[START]

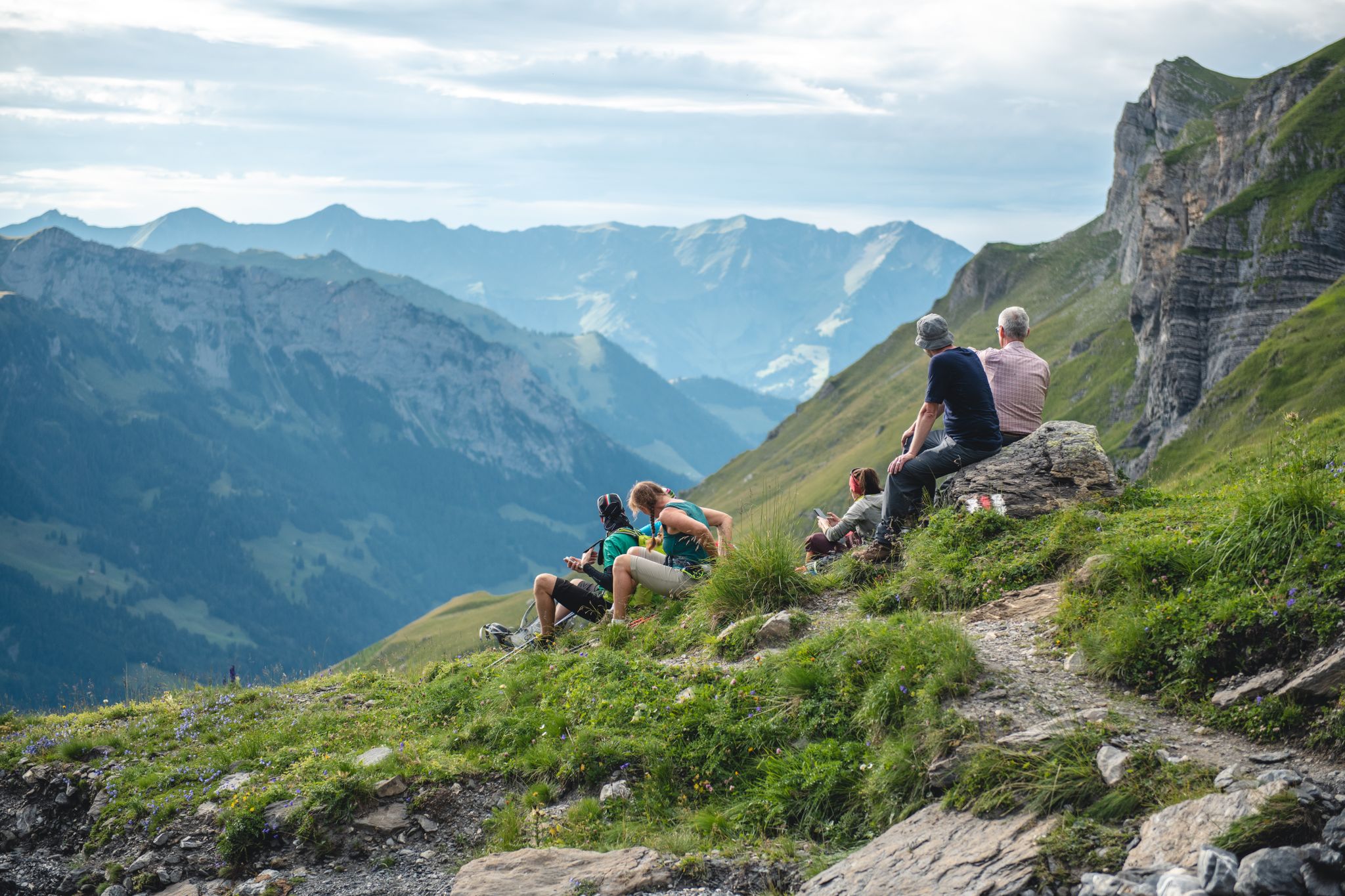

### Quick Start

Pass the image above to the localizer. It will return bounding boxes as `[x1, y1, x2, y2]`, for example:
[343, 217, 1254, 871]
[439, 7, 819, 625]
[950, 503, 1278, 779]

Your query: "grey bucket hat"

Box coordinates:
[916, 314, 952, 352]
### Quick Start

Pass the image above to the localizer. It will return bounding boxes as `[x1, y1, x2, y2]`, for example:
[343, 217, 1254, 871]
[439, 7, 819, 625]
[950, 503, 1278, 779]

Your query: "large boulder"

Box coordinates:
[453, 846, 672, 896]
[1126, 782, 1286, 868]
[799, 806, 1055, 896]
[942, 421, 1120, 517]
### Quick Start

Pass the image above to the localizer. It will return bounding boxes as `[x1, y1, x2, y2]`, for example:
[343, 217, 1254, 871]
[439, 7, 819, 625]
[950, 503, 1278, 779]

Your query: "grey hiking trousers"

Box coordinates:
[874, 430, 1000, 543]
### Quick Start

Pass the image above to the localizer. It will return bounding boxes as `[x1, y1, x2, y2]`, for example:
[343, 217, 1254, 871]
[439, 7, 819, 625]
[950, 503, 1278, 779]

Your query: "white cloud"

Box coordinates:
[0, 67, 221, 125]
[0, 0, 1345, 249]
[0, 165, 460, 223]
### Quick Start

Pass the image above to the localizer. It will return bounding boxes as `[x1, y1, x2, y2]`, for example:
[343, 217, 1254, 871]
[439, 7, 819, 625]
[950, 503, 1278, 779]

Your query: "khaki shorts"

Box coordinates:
[625, 548, 695, 598]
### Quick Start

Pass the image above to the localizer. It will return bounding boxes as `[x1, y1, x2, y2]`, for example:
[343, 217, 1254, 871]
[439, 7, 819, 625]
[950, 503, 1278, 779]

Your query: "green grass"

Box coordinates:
[1060, 421, 1345, 709]
[0, 603, 978, 863]
[1214, 790, 1322, 859]
[694, 505, 827, 622]
[339, 591, 533, 673]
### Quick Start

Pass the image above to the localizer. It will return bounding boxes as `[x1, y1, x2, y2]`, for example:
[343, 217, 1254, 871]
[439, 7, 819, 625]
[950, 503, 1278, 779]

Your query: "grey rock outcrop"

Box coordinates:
[1233, 846, 1306, 896]
[942, 421, 1120, 519]
[1196, 846, 1237, 896]
[355, 802, 412, 834]
[1209, 669, 1289, 710]
[1104, 59, 1345, 473]
[1275, 649, 1345, 698]
[355, 747, 393, 765]
[1126, 782, 1286, 868]
[453, 846, 672, 896]
[961, 582, 1060, 622]
[996, 706, 1107, 747]
[799, 806, 1055, 896]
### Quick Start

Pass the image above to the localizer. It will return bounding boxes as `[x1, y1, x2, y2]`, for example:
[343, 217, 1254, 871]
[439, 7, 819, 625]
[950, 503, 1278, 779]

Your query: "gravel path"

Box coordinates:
[956, 619, 1345, 783]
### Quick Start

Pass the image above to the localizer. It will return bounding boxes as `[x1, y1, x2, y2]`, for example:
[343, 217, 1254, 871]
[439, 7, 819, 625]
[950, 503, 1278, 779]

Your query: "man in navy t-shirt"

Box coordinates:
[854, 314, 1001, 561]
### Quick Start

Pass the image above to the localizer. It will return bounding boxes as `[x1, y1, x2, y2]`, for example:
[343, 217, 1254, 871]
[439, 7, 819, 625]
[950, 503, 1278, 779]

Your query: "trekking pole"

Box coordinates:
[481, 638, 533, 672]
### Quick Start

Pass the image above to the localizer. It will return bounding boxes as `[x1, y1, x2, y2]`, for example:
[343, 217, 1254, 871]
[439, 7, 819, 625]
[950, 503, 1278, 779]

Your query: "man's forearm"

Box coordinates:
[906, 414, 936, 457]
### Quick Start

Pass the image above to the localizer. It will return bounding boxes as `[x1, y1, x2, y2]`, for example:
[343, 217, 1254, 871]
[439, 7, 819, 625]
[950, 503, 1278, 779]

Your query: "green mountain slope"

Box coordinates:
[695, 222, 1136, 512]
[1150, 280, 1345, 485]
[163, 244, 759, 482]
[338, 591, 533, 675]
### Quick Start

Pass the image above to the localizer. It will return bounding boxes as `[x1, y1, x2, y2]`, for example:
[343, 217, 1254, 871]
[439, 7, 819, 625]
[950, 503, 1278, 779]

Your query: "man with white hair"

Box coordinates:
[977, 305, 1050, 446]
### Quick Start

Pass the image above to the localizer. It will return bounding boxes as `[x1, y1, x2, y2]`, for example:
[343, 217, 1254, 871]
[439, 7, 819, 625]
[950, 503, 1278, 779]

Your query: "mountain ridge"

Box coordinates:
[0, 228, 678, 705]
[0, 205, 970, 398]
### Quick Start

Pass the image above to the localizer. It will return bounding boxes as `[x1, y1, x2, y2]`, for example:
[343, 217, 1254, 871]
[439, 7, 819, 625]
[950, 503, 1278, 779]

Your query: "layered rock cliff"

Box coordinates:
[1103, 45, 1345, 473]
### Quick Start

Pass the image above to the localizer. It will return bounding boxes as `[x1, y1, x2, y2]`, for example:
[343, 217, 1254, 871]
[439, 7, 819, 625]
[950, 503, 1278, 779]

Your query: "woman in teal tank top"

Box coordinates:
[663, 501, 710, 566]
[612, 482, 733, 625]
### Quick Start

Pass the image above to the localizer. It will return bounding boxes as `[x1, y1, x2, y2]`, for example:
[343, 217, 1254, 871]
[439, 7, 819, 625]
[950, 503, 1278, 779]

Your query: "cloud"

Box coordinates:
[0, 67, 221, 125]
[0, 0, 1345, 249]
[0, 165, 461, 215]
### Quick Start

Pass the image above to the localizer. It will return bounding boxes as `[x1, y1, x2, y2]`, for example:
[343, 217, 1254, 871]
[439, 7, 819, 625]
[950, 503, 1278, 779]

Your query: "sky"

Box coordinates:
[0, 0, 1345, 250]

[END]

Copy the records word for word, from their start through the line holding "[339, 591, 533, 673]", with that line included. Leave out the picture.

### Quick Start

Pass the image above to the localizer. It will return bounding boxes as `[x1, y1, x2, y2]`, for example:
[343, 217, 1254, 871]
[439, 7, 819, 625]
[950, 503, 1278, 779]

Your query: "grey bucket hat"

Box coordinates:
[916, 314, 952, 352]
### Quick Start

Pass the image above to the localizer. It will return bounding boxes as `[x1, y1, x2, y2]`, for example:
[343, 217, 1254, 871]
[439, 7, 819, 625]
[950, 503, 1278, 779]

Your query: "large boulder"

Box coordinates:
[453, 846, 672, 896]
[1126, 782, 1286, 868]
[799, 806, 1055, 896]
[942, 421, 1120, 517]
### Quick Start

Pass the image above to the localizer. It will return bounding boxes as `[x1, y1, x2, y2]`, for example:
[343, 217, 1254, 871]
[439, 7, 819, 625]
[950, 503, 1278, 779]

Your query: "grey hiking trousers"

Box coordinates:
[874, 430, 1000, 543]
### Quick Start

Pass the image above to the localizer. It will return bounding boxes as `[x1, y1, x2, y2]`, for example:
[343, 217, 1254, 871]
[439, 7, 819, 625]
[950, 503, 1278, 779]

Your query: "white cloud"

Box coordinates:
[0, 67, 221, 125]
[0, 0, 1345, 249]
[0, 165, 460, 223]
### Quick Start

Pass the image above to the localizer. It will return bounding boxes as `[x1, y1, x2, y2]`, for example:
[343, 217, 1254, 871]
[439, 7, 819, 625]
[950, 503, 1278, 779]

Your query: "khaki shorts"

Box coordinates:
[625, 548, 695, 598]
### Quick Start

Pass the image above to the localizer. It will return bounding boxes as `[x1, y1, x2, y2]`, for example:
[343, 217, 1254, 871]
[439, 7, 819, 625]
[950, 503, 1278, 779]

Your query: "green grass"

Box coordinates:
[1060, 421, 1345, 709]
[0, 603, 978, 863]
[1214, 790, 1322, 859]
[694, 505, 827, 622]
[339, 591, 533, 673]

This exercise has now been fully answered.